(Coordinate annotation entries)
** Begin **
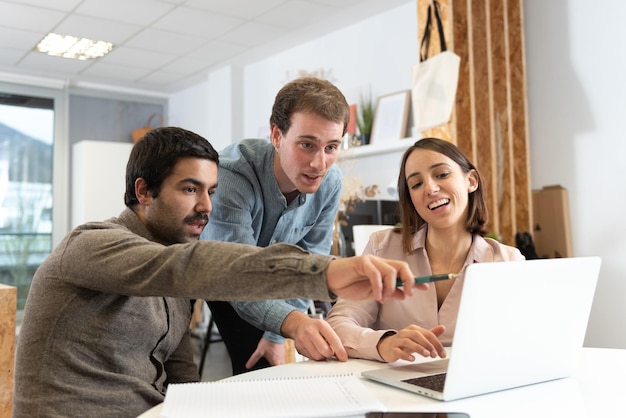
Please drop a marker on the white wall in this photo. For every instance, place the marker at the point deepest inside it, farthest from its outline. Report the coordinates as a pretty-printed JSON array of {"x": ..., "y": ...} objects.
[
  {"x": 575, "y": 98},
  {"x": 375, "y": 54},
  {"x": 98, "y": 180},
  {"x": 576, "y": 111}
]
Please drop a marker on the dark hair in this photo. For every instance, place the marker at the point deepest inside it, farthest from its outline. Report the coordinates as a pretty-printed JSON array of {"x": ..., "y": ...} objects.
[
  {"x": 153, "y": 158},
  {"x": 411, "y": 221},
  {"x": 309, "y": 95}
]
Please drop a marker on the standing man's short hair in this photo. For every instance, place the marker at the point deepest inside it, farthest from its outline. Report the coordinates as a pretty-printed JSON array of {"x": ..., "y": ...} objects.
[{"x": 310, "y": 95}]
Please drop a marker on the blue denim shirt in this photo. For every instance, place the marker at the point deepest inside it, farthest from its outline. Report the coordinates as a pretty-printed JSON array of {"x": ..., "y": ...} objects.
[{"x": 248, "y": 207}]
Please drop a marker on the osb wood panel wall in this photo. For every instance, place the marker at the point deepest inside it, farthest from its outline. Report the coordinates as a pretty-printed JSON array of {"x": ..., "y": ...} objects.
[
  {"x": 489, "y": 122},
  {"x": 8, "y": 305}
]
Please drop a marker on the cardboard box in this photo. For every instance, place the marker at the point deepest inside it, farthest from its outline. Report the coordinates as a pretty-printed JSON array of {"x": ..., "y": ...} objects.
[{"x": 551, "y": 230}]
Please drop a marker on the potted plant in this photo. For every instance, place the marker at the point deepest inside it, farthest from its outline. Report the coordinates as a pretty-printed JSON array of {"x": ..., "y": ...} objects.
[{"x": 365, "y": 118}]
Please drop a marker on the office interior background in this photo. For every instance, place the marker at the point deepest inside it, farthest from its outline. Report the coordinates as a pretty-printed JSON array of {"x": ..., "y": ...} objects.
[{"x": 575, "y": 111}]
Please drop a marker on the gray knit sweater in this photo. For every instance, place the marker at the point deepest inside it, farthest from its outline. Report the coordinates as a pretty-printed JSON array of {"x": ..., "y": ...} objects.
[{"x": 106, "y": 321}]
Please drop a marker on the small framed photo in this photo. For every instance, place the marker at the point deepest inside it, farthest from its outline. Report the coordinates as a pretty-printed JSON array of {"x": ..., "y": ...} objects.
[{"x": 391, "y": 117}]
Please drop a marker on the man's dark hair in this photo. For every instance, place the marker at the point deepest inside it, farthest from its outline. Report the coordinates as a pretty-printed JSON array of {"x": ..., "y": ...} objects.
[
  {"x": 153, "y": 158},
  {"x": 310, "y": 95}
]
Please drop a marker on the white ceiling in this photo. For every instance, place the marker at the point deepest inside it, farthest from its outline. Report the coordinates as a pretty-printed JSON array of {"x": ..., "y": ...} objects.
[{"x": 165, "y": 45}]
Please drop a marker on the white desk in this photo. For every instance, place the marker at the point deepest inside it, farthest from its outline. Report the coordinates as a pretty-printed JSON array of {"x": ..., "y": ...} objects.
[{"x": 596, "y": 390}]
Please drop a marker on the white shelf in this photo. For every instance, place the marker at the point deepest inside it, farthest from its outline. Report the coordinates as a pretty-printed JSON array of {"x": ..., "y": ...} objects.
[{"x": 384, "y": 147}]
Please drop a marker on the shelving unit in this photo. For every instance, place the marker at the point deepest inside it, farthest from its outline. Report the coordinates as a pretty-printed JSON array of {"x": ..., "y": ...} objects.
[{"x": 384, "y": 147}]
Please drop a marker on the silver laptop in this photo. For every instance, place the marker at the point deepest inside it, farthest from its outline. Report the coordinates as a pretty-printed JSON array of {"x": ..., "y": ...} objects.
[{"x": 519, "y": 323}]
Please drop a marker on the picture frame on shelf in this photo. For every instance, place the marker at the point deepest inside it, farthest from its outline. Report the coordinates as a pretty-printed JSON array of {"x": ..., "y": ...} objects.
[{"x": 391, "y": 117}]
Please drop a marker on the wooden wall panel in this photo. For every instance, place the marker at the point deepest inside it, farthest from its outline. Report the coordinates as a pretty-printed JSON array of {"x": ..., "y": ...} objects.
[
  {"x": 519, "y": 116},
  {"x": 489, "y": 122},
  {"x": 8, "y": 305},
  {"x": 504, "y": 192}
]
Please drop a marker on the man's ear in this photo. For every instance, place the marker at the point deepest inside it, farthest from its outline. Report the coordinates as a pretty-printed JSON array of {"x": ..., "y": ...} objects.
[
  {"x": 141, "y": 190},
  {"x": 276, "y": 136}
]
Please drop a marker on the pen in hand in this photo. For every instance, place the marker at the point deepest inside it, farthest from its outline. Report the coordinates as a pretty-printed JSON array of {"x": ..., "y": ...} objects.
[{"x": 428, "y": 279}]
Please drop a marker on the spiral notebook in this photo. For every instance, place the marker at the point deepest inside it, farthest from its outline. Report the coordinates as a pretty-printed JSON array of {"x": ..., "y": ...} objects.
[{"x": 340, "y": 395}]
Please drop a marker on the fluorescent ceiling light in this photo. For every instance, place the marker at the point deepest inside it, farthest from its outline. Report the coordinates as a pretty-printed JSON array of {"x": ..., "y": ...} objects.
[{"x": 72, "y": 47}]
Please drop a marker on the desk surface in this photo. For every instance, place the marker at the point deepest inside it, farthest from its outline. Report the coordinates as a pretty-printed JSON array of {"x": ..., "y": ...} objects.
[{"x": 593, "y": 391}]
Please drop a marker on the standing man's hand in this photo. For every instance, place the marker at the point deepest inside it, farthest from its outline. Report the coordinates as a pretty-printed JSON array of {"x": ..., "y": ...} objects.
[
  {"x": 273, "y": 352},
  {"x": 314, "y": 338},
  {"x": 370, "y": 277}
]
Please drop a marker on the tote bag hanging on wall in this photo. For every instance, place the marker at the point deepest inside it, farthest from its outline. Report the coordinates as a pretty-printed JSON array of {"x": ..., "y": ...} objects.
[{"x": 434, "y": 79}]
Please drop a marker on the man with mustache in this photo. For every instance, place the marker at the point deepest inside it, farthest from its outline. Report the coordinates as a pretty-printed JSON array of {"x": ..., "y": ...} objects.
[
  {"x": 283, "y": 190},
  {"x": 106, "y": 322}
]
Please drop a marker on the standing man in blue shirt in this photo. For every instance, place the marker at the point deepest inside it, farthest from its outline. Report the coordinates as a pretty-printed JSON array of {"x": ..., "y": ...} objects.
[{"x": 284, "y": 190}]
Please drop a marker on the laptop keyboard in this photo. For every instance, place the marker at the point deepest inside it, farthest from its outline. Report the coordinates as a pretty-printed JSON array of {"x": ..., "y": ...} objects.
[{"x": 434, "y": 382}]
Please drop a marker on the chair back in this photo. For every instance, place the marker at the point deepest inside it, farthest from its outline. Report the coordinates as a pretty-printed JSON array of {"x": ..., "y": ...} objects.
[{"x": 361, "y": 234}]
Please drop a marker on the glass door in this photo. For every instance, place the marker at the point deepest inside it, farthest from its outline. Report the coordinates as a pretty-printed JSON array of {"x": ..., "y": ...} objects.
[{"x": 26, "y": 193}]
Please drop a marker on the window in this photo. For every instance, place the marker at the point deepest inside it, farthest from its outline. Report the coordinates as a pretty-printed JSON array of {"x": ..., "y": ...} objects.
[{"x": 27, "y": 191}]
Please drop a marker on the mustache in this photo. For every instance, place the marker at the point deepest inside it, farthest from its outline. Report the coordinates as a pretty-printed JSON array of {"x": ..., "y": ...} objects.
[{"x": 198, "y": 217}]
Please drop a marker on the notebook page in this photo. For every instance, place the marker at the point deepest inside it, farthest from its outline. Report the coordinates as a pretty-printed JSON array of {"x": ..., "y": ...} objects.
[{"x": 313, "y": 396}]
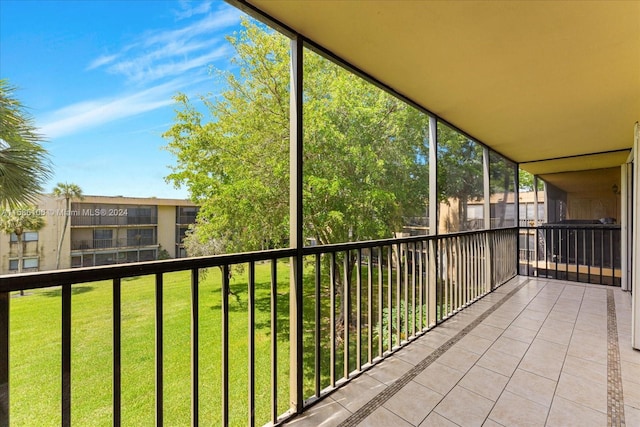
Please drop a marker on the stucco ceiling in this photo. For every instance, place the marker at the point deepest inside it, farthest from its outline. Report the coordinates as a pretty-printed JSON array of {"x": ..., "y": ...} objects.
[{"x": 534, "y": 80}]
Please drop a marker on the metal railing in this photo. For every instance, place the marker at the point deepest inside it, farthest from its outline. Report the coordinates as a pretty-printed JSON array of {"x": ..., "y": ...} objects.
[
  {"x": 361, "y": 302},
  {"x": 111, "y": 220},
  {"x": 78, "y": 245},
  {"x": 581, "y": 253}
]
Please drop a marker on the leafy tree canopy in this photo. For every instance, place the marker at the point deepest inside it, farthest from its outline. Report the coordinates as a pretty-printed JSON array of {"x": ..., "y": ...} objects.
[
  {"x": 24, "y": 163},
  {"x": 365, "y": 152}
]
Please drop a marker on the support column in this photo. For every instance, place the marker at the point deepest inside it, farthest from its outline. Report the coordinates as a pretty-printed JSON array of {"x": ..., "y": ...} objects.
[
  {"x": 433, "y": 222},
  {"x": 487, "y": 219},
  {"x": 295, "y": 225},
  {"x": 635, "y": 246}
]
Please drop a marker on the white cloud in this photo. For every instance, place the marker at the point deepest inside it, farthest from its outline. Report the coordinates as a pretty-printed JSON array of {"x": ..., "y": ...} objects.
[
  {"x": 188, "y": 11},
  {"x": 84, "y": 115},
  {"x": 102, "y": 60},
  {"x": 159, "y": 54}
]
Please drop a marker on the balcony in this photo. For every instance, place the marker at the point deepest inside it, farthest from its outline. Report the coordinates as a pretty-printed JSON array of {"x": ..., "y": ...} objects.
[
  {"x": 534, "y": 352},
  {"x": 126, "y": 242},
  {"x": 365, "y": 330}
]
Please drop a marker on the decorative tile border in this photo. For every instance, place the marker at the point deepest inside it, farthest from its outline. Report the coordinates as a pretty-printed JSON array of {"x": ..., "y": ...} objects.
[
  {"x": 387, "y": 393},
  {"x": 615, "y": 399}
]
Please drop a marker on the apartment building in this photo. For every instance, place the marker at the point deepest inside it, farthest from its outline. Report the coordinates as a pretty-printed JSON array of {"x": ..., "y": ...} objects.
[{"x": 101, "y": 230}]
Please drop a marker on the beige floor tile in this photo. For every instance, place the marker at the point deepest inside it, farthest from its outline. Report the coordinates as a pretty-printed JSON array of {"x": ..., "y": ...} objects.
[
  {"x": 382, "y": 417},
  {"x": 531, "y": 386},
  {"x": 510, "y": 346},
  {"x": 358, "y": 392},
  {"x": 390, "y": 370},
  {"x": 520, "y": 334},
  {"x": 459, "y": 358},
  {"x": 464, "y": 407},
  {"x": 499, "y": 362},
  {"x": 540, "y": 364},
  {"x": 514, "y": 410},
  {"x": 326, "y": 413},
  {"x": 556, "y": 331},
  {"x": 588, "y": 347},
  {"x": 434, "y": 338},
  {"x": 563, "y": 315},
  {"x": 474, "y": 344},
  {"x": 413, "y": 402},
  {"x": 631, "y": 415},
  {"x": 484, "y": 382},
  {"x": 630, "y": 370},
  {"x": 631, "y": 392},
  {"x": 436, "y": 420},
  {"x": 439, "y": 377},
  {"x": 534, "y": 314},
  {"x": 525, "y": 322},
  {"x": 583, "y": 392},
  {"x": 565, "y": 413},
  {"x": 587, "y": 369},
  {"x": 487, "y": 331},
  {"x": 497, "y": 321},
  {"x": 414, "y": 353},
  {"x": 548, "y": 349},
  {"x": 628, "y": 353}
]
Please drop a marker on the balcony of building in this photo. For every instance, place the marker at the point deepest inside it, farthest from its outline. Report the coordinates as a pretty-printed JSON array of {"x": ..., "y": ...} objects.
[
  {"x": 418, "y": 330},
  {"x": 477, "y": 319}
]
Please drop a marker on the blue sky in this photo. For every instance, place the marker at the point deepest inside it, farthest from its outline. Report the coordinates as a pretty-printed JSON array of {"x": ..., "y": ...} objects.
[{"x": 98, "y": 78}]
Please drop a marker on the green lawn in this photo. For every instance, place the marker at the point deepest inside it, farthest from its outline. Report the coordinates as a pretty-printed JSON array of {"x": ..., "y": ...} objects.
[
  {"x": 35, "y": 351},
  {"x": 35, "y": 348}
]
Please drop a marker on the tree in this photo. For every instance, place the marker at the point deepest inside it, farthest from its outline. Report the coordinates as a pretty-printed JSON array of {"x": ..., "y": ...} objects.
[
  {"x": 67, "y": 192},
  {"x": 24, "y": 163},
  {"x": 17, "y": 221},
  {"x": 365, "y": 152},
  {"x": 459, "y": 171}
]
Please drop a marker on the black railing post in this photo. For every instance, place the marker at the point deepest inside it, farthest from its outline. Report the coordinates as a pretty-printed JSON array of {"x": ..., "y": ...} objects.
[
  {"x": 66, "y": 355},
  {"x": 295, "y": 224},
  {"x": 195, "y": 303},
  {"x": 159, "y": 350},
  {"x": 117, "y": 351},
  {"x": 4, "y": 358}
]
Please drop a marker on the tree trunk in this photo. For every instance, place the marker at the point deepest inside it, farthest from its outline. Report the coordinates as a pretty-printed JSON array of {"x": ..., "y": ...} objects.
[
  {"x": 20, "y": 255},
  {"x": 64, "y": 230}
]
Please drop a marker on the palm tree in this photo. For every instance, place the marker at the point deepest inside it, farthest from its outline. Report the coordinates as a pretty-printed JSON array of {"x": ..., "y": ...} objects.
[
  {"x": 17, "y": 221},
  {"x": 67, "y": 192},
  {"x": 24, "y": 163}
]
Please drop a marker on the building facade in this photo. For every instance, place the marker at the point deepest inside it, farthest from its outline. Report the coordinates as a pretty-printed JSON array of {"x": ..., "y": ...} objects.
[{"x": 100, "y": 230}]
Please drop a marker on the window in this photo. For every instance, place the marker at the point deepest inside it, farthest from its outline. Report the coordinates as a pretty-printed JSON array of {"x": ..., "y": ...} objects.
[
  {"x": 141, "y": 236},
  {"x": 27, "y": 236},
  {"x": 102, "y": 238},
  {"x": 27, "y": 264}
]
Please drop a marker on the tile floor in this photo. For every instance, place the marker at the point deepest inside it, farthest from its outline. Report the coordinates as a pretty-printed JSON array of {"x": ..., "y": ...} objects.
[{"x": 535, "y": 352}]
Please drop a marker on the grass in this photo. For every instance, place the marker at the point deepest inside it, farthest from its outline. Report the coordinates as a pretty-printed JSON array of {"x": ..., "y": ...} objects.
[{"x": 36, "y": 350}]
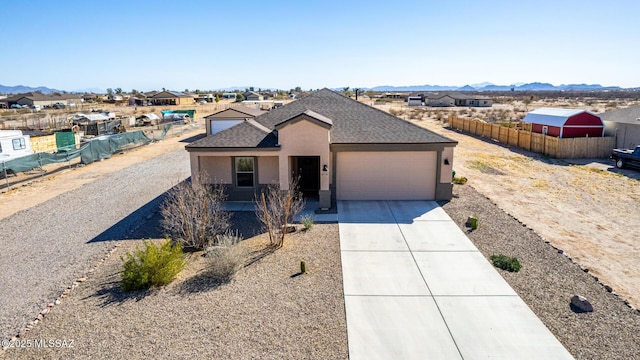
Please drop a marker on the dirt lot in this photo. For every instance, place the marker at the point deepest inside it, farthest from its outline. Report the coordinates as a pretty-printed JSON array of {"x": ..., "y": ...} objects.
[
  {"x": 589, "y": 210},
  {"x": 29, "y": 190}
]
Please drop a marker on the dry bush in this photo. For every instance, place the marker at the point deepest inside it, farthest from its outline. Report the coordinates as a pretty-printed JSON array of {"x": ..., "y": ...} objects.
[
  {"x": 276, "y": 208},
  {"x": 192, "y": 213},
  {"x": 225, "y": 257}
]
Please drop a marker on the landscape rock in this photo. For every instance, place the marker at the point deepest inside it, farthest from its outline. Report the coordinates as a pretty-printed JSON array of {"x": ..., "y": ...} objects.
[{"x": 581, "y": 303}]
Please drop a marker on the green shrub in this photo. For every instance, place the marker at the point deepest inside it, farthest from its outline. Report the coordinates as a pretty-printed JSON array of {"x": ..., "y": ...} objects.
[
  {"x": 224, "y": 257},
  {"x": 460, "y": 180},
  {"x": 506, "y": 263},
  {"x": 152, "y": 266},
  {"x": 307, "y": 221}
]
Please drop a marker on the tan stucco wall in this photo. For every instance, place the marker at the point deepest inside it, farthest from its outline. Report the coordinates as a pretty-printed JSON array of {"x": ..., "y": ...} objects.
[
  {"x": 268, "y": 170},
  {"x": 446, "y": 170},
  {"x": 218, "y": 169},
  {"x": 185, "y": 101},
  {"x": 303, "y": 138}
]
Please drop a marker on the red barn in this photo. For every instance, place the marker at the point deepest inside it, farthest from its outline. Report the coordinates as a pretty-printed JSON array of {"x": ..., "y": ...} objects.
[{"x": 565, "y": 123}]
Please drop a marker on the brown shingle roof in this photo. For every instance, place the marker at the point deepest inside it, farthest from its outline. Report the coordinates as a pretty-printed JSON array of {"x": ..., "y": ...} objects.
[{"x": 242, "y": 109}]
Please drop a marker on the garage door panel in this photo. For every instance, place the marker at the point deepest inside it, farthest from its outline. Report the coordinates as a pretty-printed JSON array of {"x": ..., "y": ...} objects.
[{"x": 386, "y": 175}]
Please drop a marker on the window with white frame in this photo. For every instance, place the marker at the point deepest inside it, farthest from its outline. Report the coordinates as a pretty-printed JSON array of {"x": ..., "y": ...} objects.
[{"x": 245, "y": 171}]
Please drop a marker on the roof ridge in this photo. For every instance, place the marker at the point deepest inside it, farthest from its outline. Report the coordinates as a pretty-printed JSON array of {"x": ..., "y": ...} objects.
[{"x": 258, "y": 125}]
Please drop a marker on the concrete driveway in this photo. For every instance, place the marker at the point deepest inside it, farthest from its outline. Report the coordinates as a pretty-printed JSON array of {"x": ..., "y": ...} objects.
[{"x": 417, "y": 288}]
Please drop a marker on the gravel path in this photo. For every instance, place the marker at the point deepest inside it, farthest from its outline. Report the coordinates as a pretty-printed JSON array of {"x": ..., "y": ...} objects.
[
  {"x": 547, "y": 281},
  {"x": 47, "y": 247}
]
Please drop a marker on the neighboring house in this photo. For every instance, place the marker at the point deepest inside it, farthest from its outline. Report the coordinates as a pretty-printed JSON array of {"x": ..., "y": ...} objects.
[
  {"x": 414, "y": 100},
  {"x": 624, "y": 124},
  {"x": 252, "y": 96},
  {"x": 565, "y": 123},
  {"x": 438, "y": 100},
  {"x": 148, "y": 119},
  {"x": 172, "y": 98},
  {"x": 227, "y": 118},
  {"x": 45, "y": 100},
  {"x": 338, "y": 148}
]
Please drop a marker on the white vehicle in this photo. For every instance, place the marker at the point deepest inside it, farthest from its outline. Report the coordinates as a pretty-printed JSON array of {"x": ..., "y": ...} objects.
[{"x": 14, "y": 145}]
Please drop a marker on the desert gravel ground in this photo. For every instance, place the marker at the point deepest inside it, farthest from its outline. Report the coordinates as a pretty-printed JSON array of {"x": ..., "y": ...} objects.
[
  {"x": 46, "y": 247},
  {"x": 268, "y": 311},
  {"x": 548, "y": 280}
]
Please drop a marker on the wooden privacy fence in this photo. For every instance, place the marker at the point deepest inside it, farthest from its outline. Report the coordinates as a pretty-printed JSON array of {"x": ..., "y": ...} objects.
[{"x": 565, "y": 148}]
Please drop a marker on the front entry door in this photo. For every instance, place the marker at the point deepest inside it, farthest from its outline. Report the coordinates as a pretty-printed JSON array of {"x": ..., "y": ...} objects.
[{"x": 307, "y": 171}]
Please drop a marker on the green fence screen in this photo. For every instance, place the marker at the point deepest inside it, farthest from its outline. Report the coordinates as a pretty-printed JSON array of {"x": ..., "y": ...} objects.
[{"x": 96, "y": 149}]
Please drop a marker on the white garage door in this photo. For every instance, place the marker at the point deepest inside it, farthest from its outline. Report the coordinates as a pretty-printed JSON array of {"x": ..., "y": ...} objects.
[{"x": 402, "y": 175}]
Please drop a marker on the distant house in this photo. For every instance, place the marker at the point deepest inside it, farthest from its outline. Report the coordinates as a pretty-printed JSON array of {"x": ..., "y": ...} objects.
[
  {"x": 335, "y": 147},
  {"x": 115, "y": 98},
  {"x": 414, "y": 100},
  {"x": 454, "y": 99},
  {"x": 45, "y": 100},
  {"x": 227, "y": 118},
  {"x": 624, "y": 125},
  {"x": 565, "y": 123},
  {"x": 148, "y": 119},
  {"x": 168, "y": 97},
  {"x": 396, "y": 95},
  {"x": 252, "y": 96}
]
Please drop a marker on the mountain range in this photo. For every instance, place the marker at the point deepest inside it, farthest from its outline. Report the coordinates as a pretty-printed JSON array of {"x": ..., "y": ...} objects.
[
  {"x": 485, "y": 86},
  {"x": 535, "y": 86}
]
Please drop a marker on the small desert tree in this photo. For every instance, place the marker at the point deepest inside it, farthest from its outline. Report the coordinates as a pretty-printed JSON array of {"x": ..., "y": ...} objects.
[
  {"x": 193, "y": 215},
  {"x": 276, "y": 208}
]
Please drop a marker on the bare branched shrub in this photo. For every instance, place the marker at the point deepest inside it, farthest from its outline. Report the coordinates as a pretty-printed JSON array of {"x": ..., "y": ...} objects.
[
  {"x": 276, "y": 208},
  {"x": 192, "y": 213},
  {"x": 225, "y": 257}
]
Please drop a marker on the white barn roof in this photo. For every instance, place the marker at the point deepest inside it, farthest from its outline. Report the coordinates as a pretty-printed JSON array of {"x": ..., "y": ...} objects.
[{"x": 552, "y": 116}]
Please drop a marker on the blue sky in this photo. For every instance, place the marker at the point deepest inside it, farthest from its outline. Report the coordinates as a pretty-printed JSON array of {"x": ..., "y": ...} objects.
[{"x": 193, "y": 44}]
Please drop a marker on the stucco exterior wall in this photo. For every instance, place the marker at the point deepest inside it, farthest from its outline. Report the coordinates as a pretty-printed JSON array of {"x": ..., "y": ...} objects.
[
  {"x": 268, "y": 170},
  {"x": 218, "y": 169},
  {"x": 402, "y": 175},
  {"x": 446, "y": 170}
]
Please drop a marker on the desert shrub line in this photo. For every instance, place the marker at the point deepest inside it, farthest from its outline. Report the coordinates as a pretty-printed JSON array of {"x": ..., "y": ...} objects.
[
  {"x": 152, "y": 266},
  {"x": 507, "y": 263}
]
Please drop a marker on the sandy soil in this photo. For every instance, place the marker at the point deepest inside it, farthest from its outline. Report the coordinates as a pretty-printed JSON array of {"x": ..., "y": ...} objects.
[
  {"x": 29, "y": 190},
  {"x": 589, "y": 211}
]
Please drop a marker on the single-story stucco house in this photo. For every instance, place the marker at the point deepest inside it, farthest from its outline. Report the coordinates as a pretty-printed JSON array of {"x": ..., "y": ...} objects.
[
  {"x": 338, "y": 148},
  {"x": 227, "y": 118}
]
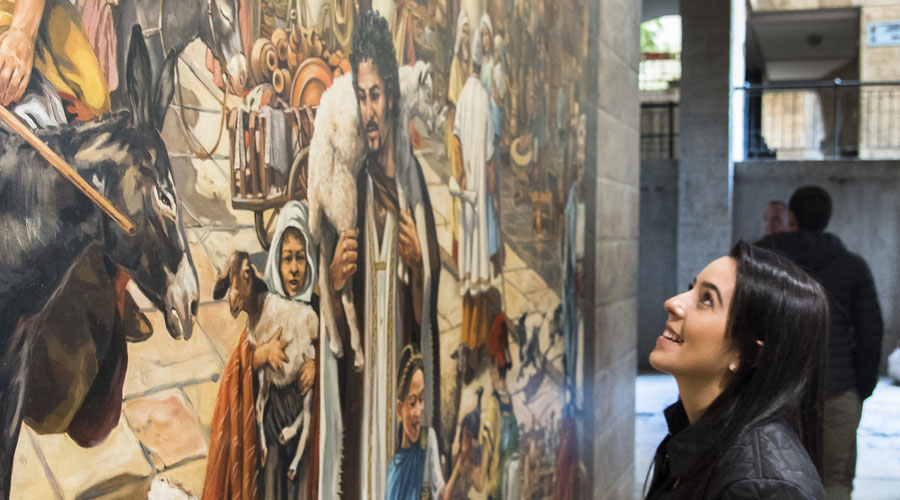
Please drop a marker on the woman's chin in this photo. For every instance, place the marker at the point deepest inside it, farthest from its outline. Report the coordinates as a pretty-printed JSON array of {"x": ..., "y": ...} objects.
[{"x": 659, "y": 362}]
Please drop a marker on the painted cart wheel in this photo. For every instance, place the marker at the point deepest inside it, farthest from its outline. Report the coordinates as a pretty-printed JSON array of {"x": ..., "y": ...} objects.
[{"x": 264, "y": 220}]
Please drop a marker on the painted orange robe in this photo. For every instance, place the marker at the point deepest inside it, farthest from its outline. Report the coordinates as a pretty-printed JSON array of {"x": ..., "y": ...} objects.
[{"x": 232, "y": 467}]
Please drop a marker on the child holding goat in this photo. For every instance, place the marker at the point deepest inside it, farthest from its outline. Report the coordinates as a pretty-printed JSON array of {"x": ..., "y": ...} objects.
[{"x": 280, "y": 351}]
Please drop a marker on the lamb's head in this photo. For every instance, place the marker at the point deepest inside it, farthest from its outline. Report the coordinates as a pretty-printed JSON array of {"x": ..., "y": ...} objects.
[
  {"x": 240, "y": 280},
  {"x": 419, "y": 82}
]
** End **
→ **SET PROBLEM**
Repeat exactly the lines starting at the line with "Please drop a marker on the woman's" and ending with the final line of the entries. Include nothing else.

→ **RESPONSE**
Please drop a marker on the woman's chin in this photo. For every instance, place the marker at the point deepest inside it, farthest from its outline. Report the coordinates as a pretty-printed JSON array of {"x": ..., "y": ...} objects.
[{"x": 659, "y": 362}]
Please drop a marker on the painted cart wheel in this photo. For every instance, place the marker at the point deepest inside it, farthest from its outline. Report the coordinates as a pretty-printed JSON array of {"x": ..., "y": ...} objects.
[{"x": 264, "y": 220}]
Please drop a marker on the painted orange robe in this photo. For every instance, place the marker at the point deepest inside it, farthest from its outline. Report the coordinates as a pretty-printed JSON array of {"x": ..., "y": ...} objects.
[{"x": 232, "y": 467}]
Please drop a marker on the child holding goat in this photo. For every instance, place the marker at the point deepest inside it, farthest from its outline. Report the coordinates as a pretty-printed JSON array of {"x": ..., "y": ...} objects.
[{"x": 280, "y": 351}]
Please drop a marker on the lamb's head in this photo. For every instance, place the marker at the point deepest inside it, farthest from its outline. Report the coordinates as a pretty-printed JSON array of {"x": ..., "y": ...} objects.
[
  {"x": 240, "y": 280},
  {"x": 419, "y": 82}
]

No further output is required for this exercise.